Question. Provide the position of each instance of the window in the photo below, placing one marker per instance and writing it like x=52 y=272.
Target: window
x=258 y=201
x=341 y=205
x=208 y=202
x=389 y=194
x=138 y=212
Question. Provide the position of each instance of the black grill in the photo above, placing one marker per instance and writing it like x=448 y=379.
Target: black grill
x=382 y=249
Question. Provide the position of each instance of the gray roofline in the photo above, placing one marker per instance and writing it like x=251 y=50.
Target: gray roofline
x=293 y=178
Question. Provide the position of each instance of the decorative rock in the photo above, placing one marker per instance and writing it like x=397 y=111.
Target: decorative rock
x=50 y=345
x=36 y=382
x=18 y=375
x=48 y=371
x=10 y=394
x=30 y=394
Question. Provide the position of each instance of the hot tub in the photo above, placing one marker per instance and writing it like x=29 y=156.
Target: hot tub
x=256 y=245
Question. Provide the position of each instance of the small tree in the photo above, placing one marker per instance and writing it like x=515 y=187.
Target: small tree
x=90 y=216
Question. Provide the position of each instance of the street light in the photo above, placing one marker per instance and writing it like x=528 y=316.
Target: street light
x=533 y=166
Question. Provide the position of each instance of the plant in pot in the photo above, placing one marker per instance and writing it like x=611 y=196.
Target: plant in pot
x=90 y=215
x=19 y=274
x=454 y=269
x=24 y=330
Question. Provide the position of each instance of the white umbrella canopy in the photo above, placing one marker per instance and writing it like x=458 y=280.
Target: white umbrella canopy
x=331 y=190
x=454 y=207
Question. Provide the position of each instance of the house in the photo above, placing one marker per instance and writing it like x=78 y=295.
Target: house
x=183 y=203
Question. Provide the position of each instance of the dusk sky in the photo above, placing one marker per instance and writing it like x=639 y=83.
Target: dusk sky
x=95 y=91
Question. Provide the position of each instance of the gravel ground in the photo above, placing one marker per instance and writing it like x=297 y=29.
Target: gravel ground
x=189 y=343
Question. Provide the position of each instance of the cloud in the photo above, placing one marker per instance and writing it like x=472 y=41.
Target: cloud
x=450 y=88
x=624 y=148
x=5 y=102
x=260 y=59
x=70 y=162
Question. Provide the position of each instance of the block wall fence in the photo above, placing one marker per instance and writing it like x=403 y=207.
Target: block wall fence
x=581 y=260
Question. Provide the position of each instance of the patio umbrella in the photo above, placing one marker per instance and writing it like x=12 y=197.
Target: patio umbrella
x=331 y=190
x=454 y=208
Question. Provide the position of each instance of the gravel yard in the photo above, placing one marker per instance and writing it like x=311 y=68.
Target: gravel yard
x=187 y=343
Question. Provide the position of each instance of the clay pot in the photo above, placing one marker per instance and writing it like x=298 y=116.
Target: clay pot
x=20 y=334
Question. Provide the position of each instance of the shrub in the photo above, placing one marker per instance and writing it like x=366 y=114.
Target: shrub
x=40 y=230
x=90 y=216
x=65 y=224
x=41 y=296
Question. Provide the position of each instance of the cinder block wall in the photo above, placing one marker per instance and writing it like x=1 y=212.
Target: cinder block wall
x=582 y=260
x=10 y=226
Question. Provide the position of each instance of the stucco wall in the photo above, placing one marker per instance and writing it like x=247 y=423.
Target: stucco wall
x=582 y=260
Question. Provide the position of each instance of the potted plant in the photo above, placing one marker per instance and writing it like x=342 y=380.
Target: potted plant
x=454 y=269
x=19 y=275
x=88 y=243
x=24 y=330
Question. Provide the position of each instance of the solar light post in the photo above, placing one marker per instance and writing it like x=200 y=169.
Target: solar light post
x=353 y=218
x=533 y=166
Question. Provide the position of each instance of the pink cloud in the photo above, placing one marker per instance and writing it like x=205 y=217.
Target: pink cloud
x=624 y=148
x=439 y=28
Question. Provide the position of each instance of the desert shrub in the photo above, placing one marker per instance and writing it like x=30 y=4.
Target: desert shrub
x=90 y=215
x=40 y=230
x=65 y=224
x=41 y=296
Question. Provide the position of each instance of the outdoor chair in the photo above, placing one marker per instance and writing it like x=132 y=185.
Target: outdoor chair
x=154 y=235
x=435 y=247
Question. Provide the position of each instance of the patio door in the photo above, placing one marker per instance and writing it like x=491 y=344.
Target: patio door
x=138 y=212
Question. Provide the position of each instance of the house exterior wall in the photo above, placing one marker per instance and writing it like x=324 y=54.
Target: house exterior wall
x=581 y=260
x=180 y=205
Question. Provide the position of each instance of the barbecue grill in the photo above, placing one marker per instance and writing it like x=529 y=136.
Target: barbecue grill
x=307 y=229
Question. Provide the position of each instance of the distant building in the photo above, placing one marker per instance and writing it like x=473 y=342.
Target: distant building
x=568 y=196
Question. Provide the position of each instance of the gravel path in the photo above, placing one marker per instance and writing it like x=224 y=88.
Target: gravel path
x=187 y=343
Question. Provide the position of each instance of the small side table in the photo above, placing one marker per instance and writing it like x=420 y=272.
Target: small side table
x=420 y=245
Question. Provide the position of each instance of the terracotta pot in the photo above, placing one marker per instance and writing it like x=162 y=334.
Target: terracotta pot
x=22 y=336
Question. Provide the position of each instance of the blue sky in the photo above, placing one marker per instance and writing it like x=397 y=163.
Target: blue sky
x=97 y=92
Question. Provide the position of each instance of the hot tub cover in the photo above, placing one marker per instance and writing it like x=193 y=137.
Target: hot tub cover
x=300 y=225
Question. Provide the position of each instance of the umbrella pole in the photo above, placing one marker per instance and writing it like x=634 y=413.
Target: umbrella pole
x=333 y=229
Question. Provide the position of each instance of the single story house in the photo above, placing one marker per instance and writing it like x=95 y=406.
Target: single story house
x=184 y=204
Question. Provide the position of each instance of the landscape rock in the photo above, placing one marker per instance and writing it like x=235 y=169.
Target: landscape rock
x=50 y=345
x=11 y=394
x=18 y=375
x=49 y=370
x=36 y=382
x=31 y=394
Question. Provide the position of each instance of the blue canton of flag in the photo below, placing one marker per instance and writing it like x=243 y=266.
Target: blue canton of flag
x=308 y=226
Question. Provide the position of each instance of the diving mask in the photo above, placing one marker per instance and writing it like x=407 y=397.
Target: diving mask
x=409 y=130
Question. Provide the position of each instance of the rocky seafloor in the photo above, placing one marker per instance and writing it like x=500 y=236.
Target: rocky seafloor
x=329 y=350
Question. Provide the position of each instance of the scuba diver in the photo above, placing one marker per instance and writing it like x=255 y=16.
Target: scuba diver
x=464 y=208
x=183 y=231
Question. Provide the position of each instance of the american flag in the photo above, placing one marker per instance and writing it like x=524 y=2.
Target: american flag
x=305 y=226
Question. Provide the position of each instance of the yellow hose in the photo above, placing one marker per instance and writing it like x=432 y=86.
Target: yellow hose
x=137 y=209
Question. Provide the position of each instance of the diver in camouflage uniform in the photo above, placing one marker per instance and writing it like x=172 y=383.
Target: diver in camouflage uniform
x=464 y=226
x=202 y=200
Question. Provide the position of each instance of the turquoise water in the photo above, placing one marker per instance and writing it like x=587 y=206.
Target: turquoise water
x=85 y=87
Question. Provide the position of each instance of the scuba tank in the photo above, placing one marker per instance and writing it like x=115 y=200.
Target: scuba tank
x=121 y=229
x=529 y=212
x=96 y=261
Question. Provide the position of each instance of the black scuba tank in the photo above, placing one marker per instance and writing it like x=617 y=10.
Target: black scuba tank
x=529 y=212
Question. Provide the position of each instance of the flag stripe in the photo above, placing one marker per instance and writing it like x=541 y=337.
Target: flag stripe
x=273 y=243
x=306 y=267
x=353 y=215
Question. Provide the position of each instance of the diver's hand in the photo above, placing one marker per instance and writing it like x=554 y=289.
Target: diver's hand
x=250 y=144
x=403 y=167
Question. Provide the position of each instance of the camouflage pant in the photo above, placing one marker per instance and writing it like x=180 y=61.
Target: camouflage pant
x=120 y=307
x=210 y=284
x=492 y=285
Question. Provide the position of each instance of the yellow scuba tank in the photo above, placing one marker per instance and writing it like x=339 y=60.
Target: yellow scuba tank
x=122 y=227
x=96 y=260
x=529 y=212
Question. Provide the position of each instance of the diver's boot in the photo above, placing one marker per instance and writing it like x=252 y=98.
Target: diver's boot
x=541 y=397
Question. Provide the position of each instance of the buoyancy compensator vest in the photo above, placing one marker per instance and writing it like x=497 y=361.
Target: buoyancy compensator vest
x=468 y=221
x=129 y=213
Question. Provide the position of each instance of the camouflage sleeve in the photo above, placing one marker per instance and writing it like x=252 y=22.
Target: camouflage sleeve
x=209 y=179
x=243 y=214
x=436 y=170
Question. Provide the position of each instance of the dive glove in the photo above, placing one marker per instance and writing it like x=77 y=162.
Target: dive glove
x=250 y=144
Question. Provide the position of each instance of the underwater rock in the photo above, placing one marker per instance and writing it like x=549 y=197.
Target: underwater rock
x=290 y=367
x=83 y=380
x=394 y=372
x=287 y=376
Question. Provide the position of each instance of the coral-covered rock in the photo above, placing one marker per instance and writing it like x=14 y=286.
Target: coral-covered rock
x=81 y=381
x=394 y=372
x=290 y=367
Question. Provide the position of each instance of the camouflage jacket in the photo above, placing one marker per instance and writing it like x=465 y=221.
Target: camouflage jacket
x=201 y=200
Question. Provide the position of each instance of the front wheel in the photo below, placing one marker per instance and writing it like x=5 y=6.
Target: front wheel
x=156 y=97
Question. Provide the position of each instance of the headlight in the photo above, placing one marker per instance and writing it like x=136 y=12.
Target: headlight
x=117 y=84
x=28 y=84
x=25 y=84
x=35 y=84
--------------------------------
* _What is needed_: Render the lines in the records above, from the line containing "like x=252 y=22." through the line containing "x=287 y=376", inclusive, as a Markdown table with the columns Row and Content. Number each line and leave out any blank lines.

* _Output of the task_:
| Row | Content |
|---|---|
| 1 | Question. Provide the position of each instance of the camouflage sleeve in the photo above, placing one marker per instance and writing it like x=252 y=22. |
| 2 | Target: camouflage sleeve |
| 3 | x=209 y=179 |
| 4 | x=243 y=214 |
| 5 | x=436 y=170 |
| 6 | Question. Provide the position of each instance of the dive glove in the photo above, placing one marker per instance and writing it like x=77 y=162. |
| 7 | Target: dive glove |
| 8 | x=250 y=144 |
| 9 | Question. Provide the position of each instance of the underwater rock in the photo above, placing one marker per instance and writing it like x=549 y=197. |
| 10 | Target: underwater rock |
| 11 | x=290 y=367 |
| 12 | x=83 y=380 |
| 13 | x=394 y=372 |
| 14 | x=287 y=376 |